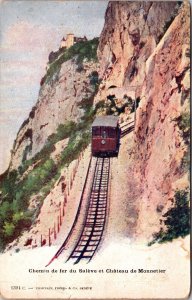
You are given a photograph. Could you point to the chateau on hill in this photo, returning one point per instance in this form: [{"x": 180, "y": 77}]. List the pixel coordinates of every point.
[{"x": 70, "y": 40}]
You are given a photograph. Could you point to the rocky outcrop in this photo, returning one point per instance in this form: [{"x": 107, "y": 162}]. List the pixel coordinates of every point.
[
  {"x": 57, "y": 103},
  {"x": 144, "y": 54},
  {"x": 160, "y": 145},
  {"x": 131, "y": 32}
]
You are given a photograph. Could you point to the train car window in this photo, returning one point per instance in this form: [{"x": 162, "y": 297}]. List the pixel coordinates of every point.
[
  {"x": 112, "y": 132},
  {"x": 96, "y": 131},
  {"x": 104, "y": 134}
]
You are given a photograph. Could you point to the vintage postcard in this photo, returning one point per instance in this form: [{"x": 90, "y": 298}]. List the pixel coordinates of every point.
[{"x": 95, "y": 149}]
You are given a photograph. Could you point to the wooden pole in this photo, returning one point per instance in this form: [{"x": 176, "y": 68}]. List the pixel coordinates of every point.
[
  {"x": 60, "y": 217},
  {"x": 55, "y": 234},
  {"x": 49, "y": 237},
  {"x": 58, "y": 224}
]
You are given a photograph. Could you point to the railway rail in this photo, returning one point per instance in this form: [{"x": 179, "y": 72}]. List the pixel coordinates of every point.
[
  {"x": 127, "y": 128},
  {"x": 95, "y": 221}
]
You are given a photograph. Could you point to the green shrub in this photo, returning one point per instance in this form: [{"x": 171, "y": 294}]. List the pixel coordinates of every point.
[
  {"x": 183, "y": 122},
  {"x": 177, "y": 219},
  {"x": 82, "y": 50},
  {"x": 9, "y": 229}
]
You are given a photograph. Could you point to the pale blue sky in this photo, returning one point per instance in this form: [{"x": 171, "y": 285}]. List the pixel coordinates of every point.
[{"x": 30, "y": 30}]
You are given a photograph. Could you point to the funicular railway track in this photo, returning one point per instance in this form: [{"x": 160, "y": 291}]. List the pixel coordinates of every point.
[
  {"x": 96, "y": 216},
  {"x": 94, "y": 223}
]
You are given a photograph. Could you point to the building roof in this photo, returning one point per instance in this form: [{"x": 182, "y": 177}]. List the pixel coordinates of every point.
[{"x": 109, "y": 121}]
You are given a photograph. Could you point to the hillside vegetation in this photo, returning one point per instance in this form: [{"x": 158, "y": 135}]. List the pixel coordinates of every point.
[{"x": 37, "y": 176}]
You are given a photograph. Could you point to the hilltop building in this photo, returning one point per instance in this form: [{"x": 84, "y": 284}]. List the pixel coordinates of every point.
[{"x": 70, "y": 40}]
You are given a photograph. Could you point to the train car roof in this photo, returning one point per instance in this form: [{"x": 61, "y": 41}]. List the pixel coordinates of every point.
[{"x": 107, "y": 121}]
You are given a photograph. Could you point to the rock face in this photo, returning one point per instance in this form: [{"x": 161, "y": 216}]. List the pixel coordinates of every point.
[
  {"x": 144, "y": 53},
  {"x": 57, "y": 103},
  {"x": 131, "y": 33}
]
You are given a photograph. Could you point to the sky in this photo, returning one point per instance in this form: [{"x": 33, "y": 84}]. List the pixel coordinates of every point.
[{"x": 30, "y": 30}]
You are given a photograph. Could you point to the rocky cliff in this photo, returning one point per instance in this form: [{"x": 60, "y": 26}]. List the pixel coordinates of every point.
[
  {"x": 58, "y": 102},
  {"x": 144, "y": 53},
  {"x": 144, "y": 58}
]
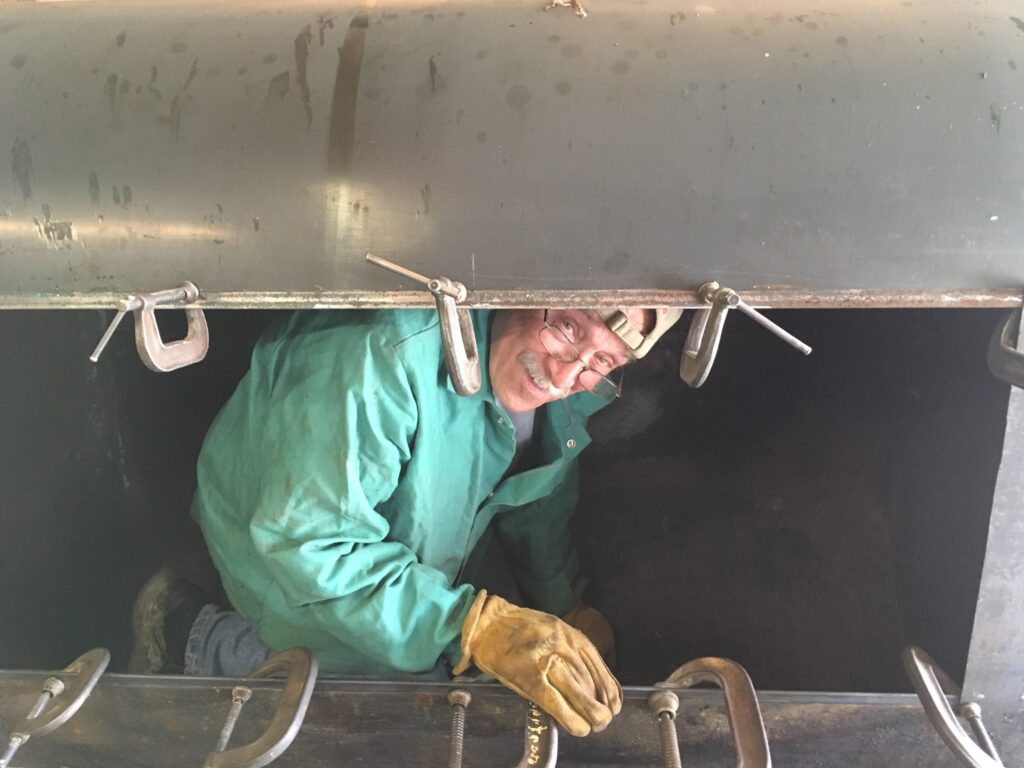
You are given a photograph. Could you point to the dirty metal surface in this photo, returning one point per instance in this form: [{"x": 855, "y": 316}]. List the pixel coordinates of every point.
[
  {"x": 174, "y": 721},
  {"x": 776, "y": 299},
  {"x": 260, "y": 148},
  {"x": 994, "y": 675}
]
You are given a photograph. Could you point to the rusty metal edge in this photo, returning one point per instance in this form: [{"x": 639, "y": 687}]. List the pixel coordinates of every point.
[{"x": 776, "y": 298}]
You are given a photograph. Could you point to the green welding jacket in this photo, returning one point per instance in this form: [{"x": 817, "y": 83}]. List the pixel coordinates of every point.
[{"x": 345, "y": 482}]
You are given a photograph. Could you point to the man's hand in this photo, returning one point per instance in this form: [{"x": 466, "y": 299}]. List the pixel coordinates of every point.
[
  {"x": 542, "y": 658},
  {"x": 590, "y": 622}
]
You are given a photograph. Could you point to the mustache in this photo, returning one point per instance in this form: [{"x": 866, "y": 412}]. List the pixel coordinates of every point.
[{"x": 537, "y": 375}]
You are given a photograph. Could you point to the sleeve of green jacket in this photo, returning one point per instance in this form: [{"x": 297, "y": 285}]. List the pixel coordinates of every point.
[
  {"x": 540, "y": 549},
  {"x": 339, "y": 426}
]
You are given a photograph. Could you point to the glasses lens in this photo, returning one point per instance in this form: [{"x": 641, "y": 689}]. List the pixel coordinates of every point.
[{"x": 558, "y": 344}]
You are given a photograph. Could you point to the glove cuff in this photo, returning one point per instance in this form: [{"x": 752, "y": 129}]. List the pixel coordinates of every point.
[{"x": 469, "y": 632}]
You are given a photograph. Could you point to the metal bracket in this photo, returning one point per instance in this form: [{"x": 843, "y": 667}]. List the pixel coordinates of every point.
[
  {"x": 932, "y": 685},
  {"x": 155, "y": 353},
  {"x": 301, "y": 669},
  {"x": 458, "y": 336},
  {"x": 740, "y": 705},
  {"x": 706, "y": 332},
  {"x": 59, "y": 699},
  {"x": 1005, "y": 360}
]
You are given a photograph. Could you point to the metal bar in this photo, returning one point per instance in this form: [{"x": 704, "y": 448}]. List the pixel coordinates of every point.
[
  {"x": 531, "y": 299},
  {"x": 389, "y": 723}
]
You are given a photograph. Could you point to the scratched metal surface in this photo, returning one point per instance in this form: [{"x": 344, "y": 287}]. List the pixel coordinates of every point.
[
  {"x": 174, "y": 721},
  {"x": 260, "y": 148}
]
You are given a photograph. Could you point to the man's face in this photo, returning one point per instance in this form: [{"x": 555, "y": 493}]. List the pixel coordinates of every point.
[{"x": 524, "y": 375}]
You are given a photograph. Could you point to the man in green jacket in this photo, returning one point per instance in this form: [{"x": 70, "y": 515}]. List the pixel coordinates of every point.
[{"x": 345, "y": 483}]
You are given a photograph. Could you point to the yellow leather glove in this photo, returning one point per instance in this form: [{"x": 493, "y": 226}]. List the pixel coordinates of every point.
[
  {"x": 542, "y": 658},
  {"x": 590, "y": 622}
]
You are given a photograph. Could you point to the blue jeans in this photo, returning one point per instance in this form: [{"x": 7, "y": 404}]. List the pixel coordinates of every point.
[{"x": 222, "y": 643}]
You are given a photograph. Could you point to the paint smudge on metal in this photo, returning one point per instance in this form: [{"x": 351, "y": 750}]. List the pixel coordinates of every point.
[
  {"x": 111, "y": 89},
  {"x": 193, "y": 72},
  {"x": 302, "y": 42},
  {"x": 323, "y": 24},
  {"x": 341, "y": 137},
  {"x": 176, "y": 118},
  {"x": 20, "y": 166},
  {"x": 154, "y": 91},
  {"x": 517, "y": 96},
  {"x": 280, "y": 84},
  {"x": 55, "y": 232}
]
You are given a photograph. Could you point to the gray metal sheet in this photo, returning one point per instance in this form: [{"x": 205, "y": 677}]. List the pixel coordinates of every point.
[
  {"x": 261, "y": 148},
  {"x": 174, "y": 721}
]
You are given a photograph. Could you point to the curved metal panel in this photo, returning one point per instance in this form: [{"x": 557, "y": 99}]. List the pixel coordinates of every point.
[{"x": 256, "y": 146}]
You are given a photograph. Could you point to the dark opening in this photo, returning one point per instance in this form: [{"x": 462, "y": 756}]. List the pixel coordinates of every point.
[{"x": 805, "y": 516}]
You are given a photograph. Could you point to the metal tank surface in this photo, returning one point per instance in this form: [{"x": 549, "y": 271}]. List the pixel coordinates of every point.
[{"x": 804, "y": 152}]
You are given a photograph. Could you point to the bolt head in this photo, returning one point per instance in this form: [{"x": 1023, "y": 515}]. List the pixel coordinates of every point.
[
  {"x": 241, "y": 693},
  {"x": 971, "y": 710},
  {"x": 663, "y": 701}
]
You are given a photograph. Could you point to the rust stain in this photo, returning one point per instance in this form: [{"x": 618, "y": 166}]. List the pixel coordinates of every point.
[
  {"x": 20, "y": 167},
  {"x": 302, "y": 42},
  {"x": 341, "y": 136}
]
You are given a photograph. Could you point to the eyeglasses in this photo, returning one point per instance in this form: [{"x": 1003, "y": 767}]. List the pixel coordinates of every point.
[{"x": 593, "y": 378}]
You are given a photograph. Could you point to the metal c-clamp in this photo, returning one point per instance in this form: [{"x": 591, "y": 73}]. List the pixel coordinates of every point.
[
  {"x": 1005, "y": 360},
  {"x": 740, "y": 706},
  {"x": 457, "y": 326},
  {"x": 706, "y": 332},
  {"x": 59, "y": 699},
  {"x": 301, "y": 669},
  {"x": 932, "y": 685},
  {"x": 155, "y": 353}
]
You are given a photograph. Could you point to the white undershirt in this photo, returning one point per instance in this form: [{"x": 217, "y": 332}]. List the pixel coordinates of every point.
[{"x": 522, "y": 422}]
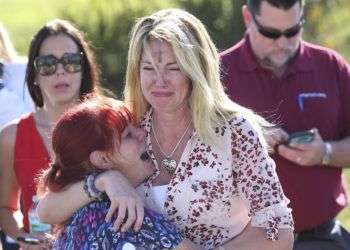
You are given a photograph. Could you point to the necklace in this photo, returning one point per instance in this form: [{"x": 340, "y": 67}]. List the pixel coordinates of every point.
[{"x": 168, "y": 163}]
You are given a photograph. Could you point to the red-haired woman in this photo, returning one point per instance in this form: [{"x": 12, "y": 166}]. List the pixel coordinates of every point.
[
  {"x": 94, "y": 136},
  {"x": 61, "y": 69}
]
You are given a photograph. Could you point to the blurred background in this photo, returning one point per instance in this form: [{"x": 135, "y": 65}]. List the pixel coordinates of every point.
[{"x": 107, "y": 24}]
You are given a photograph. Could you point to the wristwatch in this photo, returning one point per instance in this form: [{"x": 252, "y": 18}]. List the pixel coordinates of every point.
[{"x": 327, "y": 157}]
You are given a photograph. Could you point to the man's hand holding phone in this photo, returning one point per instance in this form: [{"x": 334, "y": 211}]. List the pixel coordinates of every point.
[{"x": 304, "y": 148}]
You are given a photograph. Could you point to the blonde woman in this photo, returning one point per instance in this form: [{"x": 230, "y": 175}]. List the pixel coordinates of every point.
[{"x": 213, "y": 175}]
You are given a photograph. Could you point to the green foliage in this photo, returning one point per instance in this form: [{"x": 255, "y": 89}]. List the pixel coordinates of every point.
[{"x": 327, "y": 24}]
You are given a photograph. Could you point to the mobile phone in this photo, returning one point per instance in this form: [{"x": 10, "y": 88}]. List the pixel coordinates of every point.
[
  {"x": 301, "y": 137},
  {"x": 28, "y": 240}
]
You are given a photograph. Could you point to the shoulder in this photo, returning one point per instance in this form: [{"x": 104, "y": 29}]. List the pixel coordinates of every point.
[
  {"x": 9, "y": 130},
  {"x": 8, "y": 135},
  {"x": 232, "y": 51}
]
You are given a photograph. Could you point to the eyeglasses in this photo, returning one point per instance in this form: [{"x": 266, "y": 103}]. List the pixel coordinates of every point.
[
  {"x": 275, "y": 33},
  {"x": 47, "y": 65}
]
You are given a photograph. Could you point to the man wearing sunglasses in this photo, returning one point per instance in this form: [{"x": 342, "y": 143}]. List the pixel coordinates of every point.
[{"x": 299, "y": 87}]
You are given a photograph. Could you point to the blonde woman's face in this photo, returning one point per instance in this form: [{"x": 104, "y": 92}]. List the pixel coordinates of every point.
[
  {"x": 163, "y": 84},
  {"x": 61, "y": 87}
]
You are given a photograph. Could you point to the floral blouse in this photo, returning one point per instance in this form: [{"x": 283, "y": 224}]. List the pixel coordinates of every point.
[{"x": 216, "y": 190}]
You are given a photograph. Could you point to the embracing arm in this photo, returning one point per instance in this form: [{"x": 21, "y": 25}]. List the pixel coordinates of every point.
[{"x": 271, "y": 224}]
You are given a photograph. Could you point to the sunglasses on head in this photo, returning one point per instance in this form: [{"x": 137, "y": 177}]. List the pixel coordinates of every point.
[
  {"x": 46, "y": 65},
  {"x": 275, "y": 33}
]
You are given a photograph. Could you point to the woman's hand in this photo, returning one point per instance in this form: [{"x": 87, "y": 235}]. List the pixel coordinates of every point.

____

- Exercise
Reproduce verbatim the portion of the items that opens with the line containing "You are given a photograph. Could you point to the sunglasses" and continues through the end of the items.

- Output for this task
You are given a photograph. Could you point to the sunglasses on head in this photo, returning one point per instance in this form: [{"x": 137, "y": 177}]. List the pixel coordinates of every point.
[
  {"x": 46, "y": 65},
  {"x": 275, "y": 33}
]
You are given a photograph. Could you point to the woman's hand in this photo, returning one point per instance in this form: [{"x": 87, "y": 235}]. List the pixel coordinates of every point.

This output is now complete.